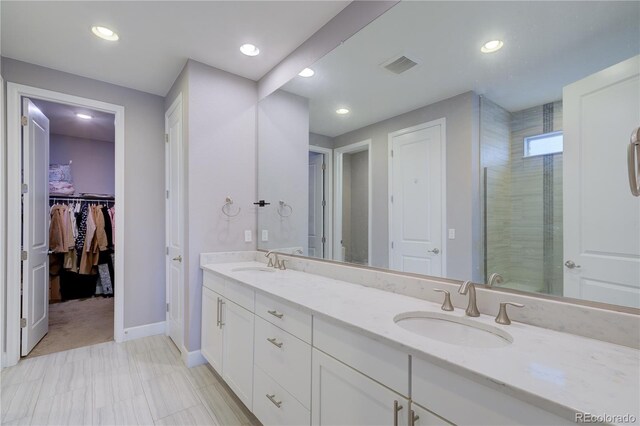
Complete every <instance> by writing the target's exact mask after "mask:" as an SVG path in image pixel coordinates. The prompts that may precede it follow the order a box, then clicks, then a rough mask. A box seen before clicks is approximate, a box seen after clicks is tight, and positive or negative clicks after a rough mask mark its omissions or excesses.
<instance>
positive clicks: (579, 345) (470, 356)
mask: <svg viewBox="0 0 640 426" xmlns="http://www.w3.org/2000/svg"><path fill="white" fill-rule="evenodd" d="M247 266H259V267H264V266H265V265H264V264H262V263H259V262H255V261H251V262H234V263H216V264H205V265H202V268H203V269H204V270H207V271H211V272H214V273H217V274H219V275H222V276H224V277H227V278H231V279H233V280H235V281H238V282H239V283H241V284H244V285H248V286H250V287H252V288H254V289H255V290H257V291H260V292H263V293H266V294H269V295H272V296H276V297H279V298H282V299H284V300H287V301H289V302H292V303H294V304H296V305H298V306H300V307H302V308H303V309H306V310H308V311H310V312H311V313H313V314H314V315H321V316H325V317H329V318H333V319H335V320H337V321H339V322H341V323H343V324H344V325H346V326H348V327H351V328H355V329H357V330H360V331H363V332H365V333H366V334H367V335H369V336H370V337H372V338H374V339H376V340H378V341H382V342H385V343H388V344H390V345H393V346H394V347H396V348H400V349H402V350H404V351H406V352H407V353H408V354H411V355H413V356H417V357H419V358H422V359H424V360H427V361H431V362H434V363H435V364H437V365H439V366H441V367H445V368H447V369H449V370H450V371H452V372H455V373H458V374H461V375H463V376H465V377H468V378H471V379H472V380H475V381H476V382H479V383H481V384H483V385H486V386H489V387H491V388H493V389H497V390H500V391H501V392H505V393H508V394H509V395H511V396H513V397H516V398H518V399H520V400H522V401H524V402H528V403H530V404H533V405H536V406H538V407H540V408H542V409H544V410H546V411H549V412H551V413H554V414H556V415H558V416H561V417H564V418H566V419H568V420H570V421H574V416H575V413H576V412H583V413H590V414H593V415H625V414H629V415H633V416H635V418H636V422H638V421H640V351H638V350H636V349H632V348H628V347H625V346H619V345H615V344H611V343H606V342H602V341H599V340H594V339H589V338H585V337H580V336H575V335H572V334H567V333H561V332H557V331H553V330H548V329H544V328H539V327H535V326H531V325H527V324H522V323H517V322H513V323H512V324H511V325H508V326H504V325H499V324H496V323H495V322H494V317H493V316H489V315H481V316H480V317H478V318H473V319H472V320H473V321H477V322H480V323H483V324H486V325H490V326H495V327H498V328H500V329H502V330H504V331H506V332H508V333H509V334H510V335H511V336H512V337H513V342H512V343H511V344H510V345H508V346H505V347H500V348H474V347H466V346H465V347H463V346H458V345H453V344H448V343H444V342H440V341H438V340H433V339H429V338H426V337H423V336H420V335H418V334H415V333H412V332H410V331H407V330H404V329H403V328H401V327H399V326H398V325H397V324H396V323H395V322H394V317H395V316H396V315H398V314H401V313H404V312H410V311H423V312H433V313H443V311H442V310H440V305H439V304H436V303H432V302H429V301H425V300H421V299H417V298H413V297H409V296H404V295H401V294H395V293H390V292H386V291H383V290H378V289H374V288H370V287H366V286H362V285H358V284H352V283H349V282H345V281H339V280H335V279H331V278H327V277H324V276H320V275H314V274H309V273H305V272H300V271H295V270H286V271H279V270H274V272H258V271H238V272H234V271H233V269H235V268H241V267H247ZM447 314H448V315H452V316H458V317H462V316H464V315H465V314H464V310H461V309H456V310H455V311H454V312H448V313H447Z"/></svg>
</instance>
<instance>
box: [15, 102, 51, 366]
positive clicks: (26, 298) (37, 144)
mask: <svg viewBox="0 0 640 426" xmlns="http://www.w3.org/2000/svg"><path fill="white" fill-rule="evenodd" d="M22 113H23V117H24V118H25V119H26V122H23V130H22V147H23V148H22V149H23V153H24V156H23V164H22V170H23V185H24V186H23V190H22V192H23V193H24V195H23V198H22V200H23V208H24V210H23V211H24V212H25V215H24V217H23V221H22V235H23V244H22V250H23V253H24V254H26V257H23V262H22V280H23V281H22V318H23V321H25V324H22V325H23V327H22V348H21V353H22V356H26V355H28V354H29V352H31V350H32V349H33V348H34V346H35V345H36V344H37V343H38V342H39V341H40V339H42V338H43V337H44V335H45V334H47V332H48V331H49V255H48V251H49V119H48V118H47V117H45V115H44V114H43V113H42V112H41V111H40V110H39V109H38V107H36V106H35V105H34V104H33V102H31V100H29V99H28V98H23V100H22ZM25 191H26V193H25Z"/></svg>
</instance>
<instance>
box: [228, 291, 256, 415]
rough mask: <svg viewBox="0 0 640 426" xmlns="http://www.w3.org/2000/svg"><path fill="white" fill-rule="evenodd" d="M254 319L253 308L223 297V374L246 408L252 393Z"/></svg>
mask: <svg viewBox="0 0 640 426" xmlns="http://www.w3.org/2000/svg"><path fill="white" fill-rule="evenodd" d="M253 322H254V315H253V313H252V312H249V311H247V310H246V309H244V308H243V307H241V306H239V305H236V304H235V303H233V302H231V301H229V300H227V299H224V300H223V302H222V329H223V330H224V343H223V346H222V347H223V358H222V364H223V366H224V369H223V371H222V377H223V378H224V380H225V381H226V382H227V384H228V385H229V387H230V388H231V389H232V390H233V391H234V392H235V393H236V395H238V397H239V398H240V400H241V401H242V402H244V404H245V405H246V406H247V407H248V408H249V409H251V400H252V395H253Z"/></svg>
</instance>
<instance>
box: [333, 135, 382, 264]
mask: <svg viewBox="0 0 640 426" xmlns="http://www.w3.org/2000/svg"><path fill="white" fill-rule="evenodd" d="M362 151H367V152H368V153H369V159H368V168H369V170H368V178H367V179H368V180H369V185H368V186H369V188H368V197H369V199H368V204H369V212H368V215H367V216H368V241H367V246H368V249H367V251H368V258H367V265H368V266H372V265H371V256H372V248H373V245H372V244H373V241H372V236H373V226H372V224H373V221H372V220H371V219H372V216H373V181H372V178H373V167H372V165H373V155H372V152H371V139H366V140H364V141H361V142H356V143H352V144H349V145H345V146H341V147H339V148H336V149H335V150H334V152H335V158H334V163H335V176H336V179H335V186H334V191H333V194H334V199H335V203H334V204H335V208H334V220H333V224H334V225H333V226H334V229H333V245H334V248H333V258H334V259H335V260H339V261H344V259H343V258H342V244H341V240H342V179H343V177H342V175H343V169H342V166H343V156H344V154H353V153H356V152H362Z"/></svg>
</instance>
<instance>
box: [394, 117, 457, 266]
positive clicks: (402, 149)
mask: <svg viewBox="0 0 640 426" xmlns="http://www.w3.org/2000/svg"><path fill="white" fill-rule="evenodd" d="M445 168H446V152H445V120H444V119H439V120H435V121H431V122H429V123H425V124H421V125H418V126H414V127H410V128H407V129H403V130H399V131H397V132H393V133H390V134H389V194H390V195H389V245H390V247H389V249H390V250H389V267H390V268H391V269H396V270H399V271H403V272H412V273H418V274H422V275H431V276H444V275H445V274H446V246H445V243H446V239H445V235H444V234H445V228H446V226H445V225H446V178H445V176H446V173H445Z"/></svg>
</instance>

- Exercise details -
Print out the complete listing above exactly, dropping each image.

- Response area -
Complete every <instance> by writing the target's exact mask after "mask:" as an SVG path in image pixel coordinates. The prompts that may precede it follow the order a box, then clicks, then a rough mask. A box seen before clicks is approximate, a box seen after clicks is tight, and positive or negative clicks after a rough mask mark its omissions or excesses.
<instance>
positive clicks: (579, 345) (470, 356)
mask: <svg viewBox="0 0 640 426" xmlns="http://www.w3.org/2000/svg"><path fill="white" fill-rule="evenodd" d="M247 266H259V267H264V266H265V265H264V264H262V263H259V262H255V261H251V262H234V263H216V264H205V265H202V268H203V269H204V270H207V271H211V272H214V273H217V274H219V275H222V276H224V277H227V278H231V279H233V280H235V281H238V282H239V283H241V284H244V285H248V286H250V287H252V288H254V289H255V290H257V291H260V292H263V293H266V294H269V295H272V296H276V297H279V298H282V299H284V300H287V301H289V302H292V303H294V304H296V305H298V306H300V307H302V308H303V309H306V310H308V311H310V312H311V313H313V314H314V315H321V316H325V317H329V318H333V319H335V320H337V321H339V322H341V323H343V324H344V325H346V326H348V327H351V328H355V329H357V330H360V331H363V332H365V333H366V334H367V335H369V336H370V337H372V338H374V339H376V340H378V341H382V342H385V343H388V344H390V345H393V346H394V347H396V348H400V349H402V350H404V351H406V352H407V353H408V354H411V355H413V356H417V357H419V358H422V359H424V360H427V361H431V362H434V363H435V364H437V365H439V366H441V367H445V368H447V369H449V370H450V371H452V372H455V373H458V374H461V375H463V376H465V377H468V378H471V379H472V380H475V381H476V382H479V383H481V384H483V385H486V386H489V387H491V388H493V389H497V390H500V391H501V392H505V393H508V394H509V395H511V396H513V397H516V398H518V399H520V400H522V401H524V402H528V403H530V404H533V405H536V406H538V407H540V408H542V409H544V410H546V411H549V412H551V413H554V414H556V415H558V416H561V417H564V418H566V419H568V420H570V421H574V416H575V413H576V412H583V413H590V414H593V415H625V414H629V415H633V416H635V418H636V422H638V421H640V351H638V350H636V349H632V348H628V347H625V346H619V345H615V344H611V343H606V342H602V341H599V340H594V339H589V338H585V337H580V336H575V335H572V334H567V333H561V332H557V331H553V330H548V329H544V328H539V327H535V326H531V325H527V324H522V323H517V322H513V323H512V324H511V325H508V326H504V325H499V324H496V323H495V322H494V317H493V316H489V315H481V316H480V317H478V318H473V319H472V320H473V321H477V322H480V323H483V324H486V325H490V326H495V327H498V328H500V329H502V330H504V331H506V332H508V333H509V334H510V335H511V336H512V337H513V342H512V343H511V344H510V345H508V346H505V347H500V348H474V347H466V346H465V347H463V346H458V345H453V344H448V343H444V342H440V341H438V340H433V339H429V338H426V337H423V336H420V335H418V334H415V333H412V332H410V331H407V330H404V329H403V328H401V327H399V326H398V325H397V324H396V323H395V322H394V317H395V316H396V315H398V314H401V313H404V312H410V311H423V312H433V313H443V311H442V310H440V305H439V304H436V303H432V302H429V301H425V300H421V299H417V298H413V297H409V296H404V295H401V294H395V293H390V292H386V291H383V290H378V289H374V288H370V287H366V286H362V285H358V284H352V283H349V282H345V281H339V280H335V279H331V278H327V277H324V276H320V275H314V274H309V273H305V272H300V271H295V270H286V271H279V270H274V272H258V271H238V272H234V271H233V269H235V268H241V267H247ZM447 314H448V315H452V316H458V317H462V316H464V315H465V314H464V310H461V309H456V310H455V311H454V312H448V313H447Z"/></svg>
</instance>
<instance>
box: [15, 102, 51, 366]
positive clicks: (26, 298) (37, 144)
mask: <svg viewBox="0 0 640 426" xmlns="http://www.w3.org/2000/svg"><path fill="white" fill-rule="evenodd" d="M22 113H23V117H24V118H25V119H26V122H23V130H22V147H23V148H22V149H23V153H24V156H23V164H22V170H23V185H24V186H23V190H22V192H23V193H24V195H23V198H22V200H23V208H24V210H23V211H24V212H25V215H24V217H23V221H22V235H23V244H22V250H23V253H24V254H26V257H23V262H22V280H23V281H22V318H23V321H25V324H22V325H23V327H22V348H21V353H22V356H26V355H28V354H29V352H31V350H32V349H33V348H34V346H35V345H36V344H37V343H38V342H39V341H40V339H42V338H43V337H44V335H45V334H47V332H48V331H49V255H48V251H49V119H48V118H47V117H45V115H44V114H43V113H42V112H41V111H40V110H39V109H38V107H36V106H35V105H34V104H33V102H31V100H29V99H28V98H23V100H22ZM25 191H26V193H25Z"/></svg>
</instance>
<instance>
box: [228, 291, 256, 415]
rough mask: <svg viewBox="0 0 640 426" xmlns="http://www.w3.org/2000/svg"><path fill="white" fill-rule="evenodd" d="M254 319L253 308L223 297V374L246 408L252 393Z"/></svg>
mask: <svg viewBox="0 0 640 426" xmlns="http://www.w3.org/2000/svg"><path fill="white" fill-rule="evenodd" d="M253 322H254V315H253V313H252V312H249V311H247V310H246V309H244V308H243V307H241V306H239V305H236V304H235V303H233V302H231V301H229V300H227V299H224V300H223V302H222V329H223V330H224V343H223V346H222V347H223V358H222V364H223V366H224V369H223V371H222V377H223V378H224V380H225V381H226V382H227V384H228V385H229V387H230V388H231V389H232V390H233V391H234V392H235V393H236V395H238V397H239V398H240V400H241V401H242V402H244V404H245V405H246V406H247V407H248V408H249V409H251V400H252V395H253Z"/></svg>
</instance>
<instance>
box: [333, 135, 382, 264]
mask: <svg viewBox="0 0 640 426" xmlns="http://www.w3.org/2000/svg"><path fill="white" fill-rule="evenodd" d="M362 151H367V152H368V153H369V159H368V168H369V170H368V178H367V179H368V180H369V185H368V186H369V188H368V197H369V199H368V204H369V212H368V215H367V216H368V241H367V246H368V249H367V251H368V258H367V265H368V266H372V265H371V256H372V248H373V245H372V244H373V241H372V236H373V226H372V224H373V221H372V220H371V219H372V216H373V181H372V178H373V167H372V165H373V155H372V152H371V139H366V140H364V141H361V142H356V143H352V144H349V145H345V146H341V147H339V148H336V149H335V150H334V152H335V158H334V163H335V176H336V179H335V186H334V191H333V194H334V199H335V203H334V204H335V208H334V220H333V224H334V225H333V226H334V229H333V245H334V248H333V258H334V259H335V260H339V261H344V259H343V258H342V244H341V240H342V179H343V177H342V175H343V169H342V166H343V156H344V154H353V153H356V152H362Z"/></svg>
</instance>
<instance>
box: [394, 117, 457, 266]
positive clicks: (402, 149)
mask: <svg viewBox="0 0 640 426" xmlns="http://www.w3.org/2000/svg"><path fill="white" fill-rule="evenodd" d="M445 168H446V152H445V120H444V119H439V120H435V121H431V122H429V123H425V124H421V125H418V126H414V127H410V128H407V129H403V130H399V131H397V132H393V133H390V134H389V194H390V195H389V245H390V247H389V249H390V250H389V267H390V268H391V269H396V270H399V271H403V272H412V273H418V274H422V275H431V276H444V275H445V274H446V246H445V243H446V239H445V235H444V234H445V228H446V226H445V225H446V178H445V176H446V173H445Z"/></svg>
</instance>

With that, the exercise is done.